- _Extracted records_
- Opening Delimiter -

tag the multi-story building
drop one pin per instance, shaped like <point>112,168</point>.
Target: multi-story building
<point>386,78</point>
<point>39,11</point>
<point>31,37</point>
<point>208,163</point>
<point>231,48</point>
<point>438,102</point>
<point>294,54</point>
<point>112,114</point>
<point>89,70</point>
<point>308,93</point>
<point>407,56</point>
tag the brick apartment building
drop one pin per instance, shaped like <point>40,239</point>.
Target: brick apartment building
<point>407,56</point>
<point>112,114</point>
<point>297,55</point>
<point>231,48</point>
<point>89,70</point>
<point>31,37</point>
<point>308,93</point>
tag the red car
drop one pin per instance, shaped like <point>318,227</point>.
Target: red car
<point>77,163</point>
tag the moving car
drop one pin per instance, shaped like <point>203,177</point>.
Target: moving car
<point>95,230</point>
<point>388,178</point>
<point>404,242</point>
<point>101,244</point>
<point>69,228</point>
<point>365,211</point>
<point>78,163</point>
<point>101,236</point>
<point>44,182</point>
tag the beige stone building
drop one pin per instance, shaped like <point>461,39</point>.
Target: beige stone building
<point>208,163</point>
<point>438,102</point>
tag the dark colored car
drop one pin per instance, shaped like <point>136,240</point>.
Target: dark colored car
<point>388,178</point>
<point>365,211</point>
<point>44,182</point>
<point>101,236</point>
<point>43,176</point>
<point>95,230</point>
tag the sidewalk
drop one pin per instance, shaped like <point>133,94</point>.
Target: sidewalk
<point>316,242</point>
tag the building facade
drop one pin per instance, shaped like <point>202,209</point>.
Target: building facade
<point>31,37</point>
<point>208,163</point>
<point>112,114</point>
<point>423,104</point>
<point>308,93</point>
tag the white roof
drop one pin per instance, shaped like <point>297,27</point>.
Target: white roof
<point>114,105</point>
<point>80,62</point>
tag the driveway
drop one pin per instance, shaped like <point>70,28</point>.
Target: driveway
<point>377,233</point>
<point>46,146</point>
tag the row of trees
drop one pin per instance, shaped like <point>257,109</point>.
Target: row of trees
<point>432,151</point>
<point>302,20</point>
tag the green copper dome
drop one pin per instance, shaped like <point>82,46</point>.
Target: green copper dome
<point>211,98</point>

- Closing Delimiter -

- _What you need to do_
Can you write out the lines above, from the first one through the one containing "drop one pin per instance, shaped like <point>203,177</point>.", exactly as they appear and nothing more?

- _The answer_
tag the multi-story building
drop one pin per instance, shaped like <point>112,168</point>.
Target: multi-story building
<point>386,78</point>
<point>39,11</point>
<point>31,37</point>
<point>208,163</point>
<point>231,48</point>
<point>438,102</point>
<point>294,54</point>
<point>112,114</point>
<point>89,70</point>
<point>308,93</point>
<point>407,56</point>
tag the brick apartment building
drop one pin per instance, shaped like <point>40,239</point>.
Target: brick apartment building
<point>407,56</point>
<point>112,114</point>
<point>297,55</point>
<point>231,48</point>
<point>89,70</point>
<point>31,37</point>
<point>308,93</point>
tag the red car
drop one pin per instance, shaped like <point>318,227</point>.
Target: red car
<point>77,163</point>
tag the moving car
drop one pin per instance, shaped like <point>203,177</point>.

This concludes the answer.